* [Source records]:
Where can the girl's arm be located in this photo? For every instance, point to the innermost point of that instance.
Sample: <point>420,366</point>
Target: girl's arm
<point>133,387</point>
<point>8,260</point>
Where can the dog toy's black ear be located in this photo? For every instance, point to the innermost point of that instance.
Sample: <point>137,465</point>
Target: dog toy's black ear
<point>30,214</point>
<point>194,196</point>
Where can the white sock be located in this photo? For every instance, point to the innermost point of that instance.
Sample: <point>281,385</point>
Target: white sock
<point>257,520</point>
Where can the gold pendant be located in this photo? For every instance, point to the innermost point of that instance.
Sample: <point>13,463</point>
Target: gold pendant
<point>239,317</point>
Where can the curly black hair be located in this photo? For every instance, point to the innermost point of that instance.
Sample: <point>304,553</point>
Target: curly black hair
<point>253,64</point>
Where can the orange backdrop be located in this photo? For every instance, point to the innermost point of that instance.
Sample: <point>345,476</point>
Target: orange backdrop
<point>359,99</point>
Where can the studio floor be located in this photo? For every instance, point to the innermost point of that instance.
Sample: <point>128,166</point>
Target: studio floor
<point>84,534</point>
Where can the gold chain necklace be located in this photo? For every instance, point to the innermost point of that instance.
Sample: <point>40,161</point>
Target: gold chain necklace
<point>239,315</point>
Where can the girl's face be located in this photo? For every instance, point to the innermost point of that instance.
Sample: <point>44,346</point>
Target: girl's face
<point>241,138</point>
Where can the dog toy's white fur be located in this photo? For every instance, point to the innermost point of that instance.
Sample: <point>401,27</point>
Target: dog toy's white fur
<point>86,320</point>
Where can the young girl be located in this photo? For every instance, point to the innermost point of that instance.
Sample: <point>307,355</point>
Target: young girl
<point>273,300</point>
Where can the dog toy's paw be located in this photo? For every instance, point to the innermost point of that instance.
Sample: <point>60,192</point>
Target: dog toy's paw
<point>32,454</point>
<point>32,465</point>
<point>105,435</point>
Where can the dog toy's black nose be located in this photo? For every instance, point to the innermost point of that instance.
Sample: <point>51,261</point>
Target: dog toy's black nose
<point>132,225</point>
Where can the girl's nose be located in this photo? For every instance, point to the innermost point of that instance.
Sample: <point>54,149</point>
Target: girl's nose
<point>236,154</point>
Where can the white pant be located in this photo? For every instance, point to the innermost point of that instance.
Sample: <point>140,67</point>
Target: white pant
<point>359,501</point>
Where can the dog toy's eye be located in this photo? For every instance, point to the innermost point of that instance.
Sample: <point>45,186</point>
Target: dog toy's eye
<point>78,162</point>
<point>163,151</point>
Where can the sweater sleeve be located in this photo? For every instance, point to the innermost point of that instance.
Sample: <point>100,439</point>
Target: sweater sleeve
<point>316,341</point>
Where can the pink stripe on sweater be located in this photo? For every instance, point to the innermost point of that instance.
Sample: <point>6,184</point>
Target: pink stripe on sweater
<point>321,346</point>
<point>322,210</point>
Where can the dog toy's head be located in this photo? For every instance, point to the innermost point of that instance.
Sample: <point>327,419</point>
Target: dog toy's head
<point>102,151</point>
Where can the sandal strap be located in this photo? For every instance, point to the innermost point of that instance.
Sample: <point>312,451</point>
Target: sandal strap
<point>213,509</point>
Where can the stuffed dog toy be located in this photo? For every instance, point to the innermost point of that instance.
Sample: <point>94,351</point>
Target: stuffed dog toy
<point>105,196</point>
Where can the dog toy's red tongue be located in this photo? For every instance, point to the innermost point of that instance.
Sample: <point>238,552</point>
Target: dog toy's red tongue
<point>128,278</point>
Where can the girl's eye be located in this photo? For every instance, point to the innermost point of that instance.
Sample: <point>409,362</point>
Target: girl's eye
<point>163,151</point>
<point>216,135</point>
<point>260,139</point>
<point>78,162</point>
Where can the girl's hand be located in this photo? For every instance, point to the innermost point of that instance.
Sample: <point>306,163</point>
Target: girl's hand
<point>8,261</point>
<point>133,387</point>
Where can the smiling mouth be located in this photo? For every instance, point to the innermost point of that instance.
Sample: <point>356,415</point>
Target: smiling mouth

* [Stated goal]: Copy the entire listing above word for word, leaving out no line.

* [Reply to the task]:
Where can the girl's arm be located in this photo? For every instance, point to the innermost point of that instance.
Sample: <point>420,366</point>
Target: girl's arm
<point>133,387</point>
<point>8,260</point>
Where can the dog toy's black ear be located in this photo? For every instance, point to the innermost point of that instance.
Sample: <point>137,465</point>
Target: dog toy's black ear
<point>30,214</point>
<point>194,196</point>
Where can the white sock be located in this photo? For every instance, point to the innermost point of that instance.
Sample: <point>281,385</point>
Target: white sock
<point>257,520</point>
Where can the gold pendant be located in this photo? For every instance, point to the innermost point of that instance.
Sample: <point>13,463</point>
Target: gold pendant
<point>239,317</point>
Where can the curly black hair be located in this photo? For every instance, point to the innermost point of that instance.
Sample: <point>304,553</point>
Target: curly black hair
<point>253,64</point>
Where can the orange backdrop be located in this photo? For every instance, point to the innermost point of that instance.
Sample: <point>345,476</point>
Target: orange backdrop
<point>359,99</point>
Where can the studio floor be located in this photo? For every instance, point to the innermost point of that instance.
Sample: <point>128,166</point>
Target: studio floor
<point>84,534</point>
Where can the gold chain necklace be located in this photo? For every instance, point to the innermost point of that instance.
Sample: <point>40,161</point>
Target: gold chain necklace
<point>239,315</point>
Where can the girl's face be located in this photo? For every instance, point to the innermost point of that instance.
Sample: <point>44,346</point>
Target: girl's face
<point>241,138</point>
Where can the dog toy's white fur be located in this photo? For every instance, point to the innermost point of that instance.
Sample: <point>401,27</point>
Target: dog toy's white fur
<point>86,320</point>
Where can the young girl be located in this photo? For every instance, point to the innermost point of that instance.
Sample: <point>307,355</point>
Target: young girl
<point>273,300</point>
Where can the dog toy's paw be located in this photo? For every instance, point to the innermost point of that instance.
Sample: <point>60,192</point>
Target: dog toy's paw
<point>32,454</point>
<point>32,465</point>
<point>105,435</point>
Where can the dog toy's black nose be located in this photo? For every instance, point to the innermost point of that instance.
Sample: <point>51,261</point>
Target: dog toy's black nose
<point>132,225</point>
Where can the girl's nose be located in this photo? For every instance, point to the innermost point of that instance.
Sample: <point>54,149</point>
Target: girl's nose
<point>236,154</point>
Where can the white pant be located in this photo? For every instance, point to the innermost point of that instance.
Sample: <point>140,67</point>
Target: white pant
<point>359,501</point>
Where can the dog toy's eye be located in this photo? For every instance, point to the innermost point of that instance.
Sample: <point>45,186</point>
Target: dog toy's eye
<point>78,162</point>
<point>163,151</point>
Where can the sweater sleeve be located in this photo? For every instance, point to the innermost point of that instance.
Sample: <point>100,439</point>
Target: sweater sleeve
<point>316,341</point>
Where can the pink stripe on sweater be located in this photo? For every instance, point to the innermost point of that instance.
Sample: <point>6,184</point>
Target: pink stripe on sweater
<point>321,346</point>
<point>322,210</point>
Where can the dog toy's head be located in this photo? For every instance, point to the innermost point of that instance.
Sample: <point>327,419</point>
Target: dog toy's head
<point>102,151</point>
Where can the sandal strap be located in this photo? For every instance, point to the innermost point of that instance.
Sample: <point>312,451</point>
Target: sandal strap
<point>213,509</point>
Where can the stuffed dog toy be located in this photo? For every instance, point to the innermost point of that instance.
Sample: <point>94,351</point>
Target: stuffed dog toy
<point>105,196</point>
Where can the dog toy's red tongue be located in this photo? For every instance, point to the innermost point of that instance.
Sample: <point>238,552</point>
Target: dog toy's red tongue
<point>128,278</point>
Where can the girl's eye be located in this photo? For every instance, point to the innermost point of that instance.
Sample: <point>409,362</point>
Target: girl's eye
<point>163,151</point>
<point>216,135</point>
<point>260,139</point>
<point>78,162</point>
Where can the girl's hand be located in this photo? For every instance, point to the innermost point of that instance.
Sample: <point>306,163</point>
Target: girl's hand
<point>8,261</point>
<point>133,387</point>
Where can the smiling mouth be located in this photo? For every instance, point to the innermost point of that instance.
Sample: <point>356,415</point>
Target: smiling mouth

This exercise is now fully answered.